### Task instructions
Locate every line of the records that contains the word "orchid" and copy each one.

### Supplied information

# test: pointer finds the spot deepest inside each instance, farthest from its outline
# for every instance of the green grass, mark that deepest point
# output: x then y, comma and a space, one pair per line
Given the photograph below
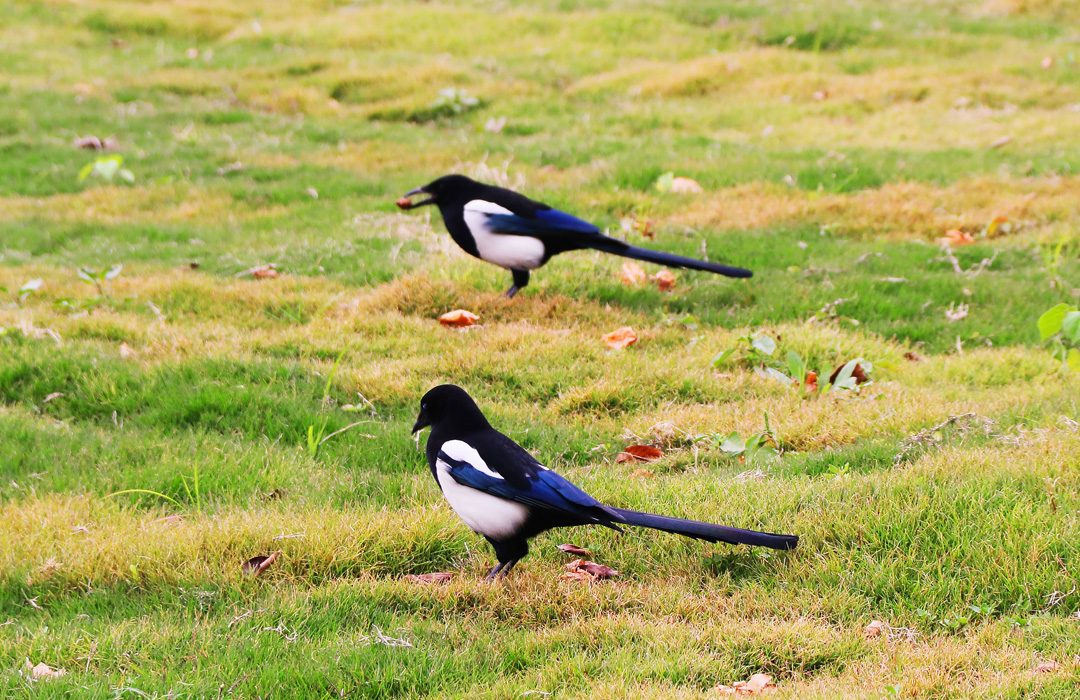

* * *

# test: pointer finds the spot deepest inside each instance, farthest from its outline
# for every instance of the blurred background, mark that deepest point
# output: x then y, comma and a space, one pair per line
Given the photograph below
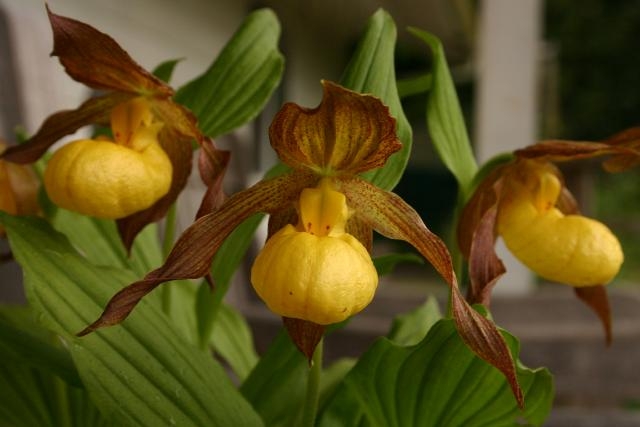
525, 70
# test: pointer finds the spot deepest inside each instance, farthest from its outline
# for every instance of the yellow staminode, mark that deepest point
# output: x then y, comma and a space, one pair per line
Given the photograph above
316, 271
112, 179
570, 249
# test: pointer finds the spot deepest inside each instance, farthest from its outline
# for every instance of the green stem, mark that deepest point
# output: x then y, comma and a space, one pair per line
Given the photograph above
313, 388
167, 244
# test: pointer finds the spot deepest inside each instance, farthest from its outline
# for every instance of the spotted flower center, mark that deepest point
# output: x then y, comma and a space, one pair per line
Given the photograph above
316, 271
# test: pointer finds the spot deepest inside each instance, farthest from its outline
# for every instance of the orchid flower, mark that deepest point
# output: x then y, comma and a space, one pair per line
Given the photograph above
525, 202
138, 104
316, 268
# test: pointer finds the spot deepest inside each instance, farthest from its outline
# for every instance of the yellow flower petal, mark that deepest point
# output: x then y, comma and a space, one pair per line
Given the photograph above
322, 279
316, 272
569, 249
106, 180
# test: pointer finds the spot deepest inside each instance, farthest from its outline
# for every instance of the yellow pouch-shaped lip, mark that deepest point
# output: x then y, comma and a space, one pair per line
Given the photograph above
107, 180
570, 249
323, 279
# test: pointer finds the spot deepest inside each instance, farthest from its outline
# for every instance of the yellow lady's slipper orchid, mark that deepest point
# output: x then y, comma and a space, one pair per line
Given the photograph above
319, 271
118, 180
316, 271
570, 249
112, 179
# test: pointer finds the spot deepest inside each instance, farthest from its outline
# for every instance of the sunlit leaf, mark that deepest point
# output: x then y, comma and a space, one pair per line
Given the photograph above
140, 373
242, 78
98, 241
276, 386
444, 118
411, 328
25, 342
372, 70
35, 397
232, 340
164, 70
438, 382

### Written solution
# for every instance of the orchid flower, mark that deepest point
# for every instance of the yellow lady's slipper orchid, mark that deepest point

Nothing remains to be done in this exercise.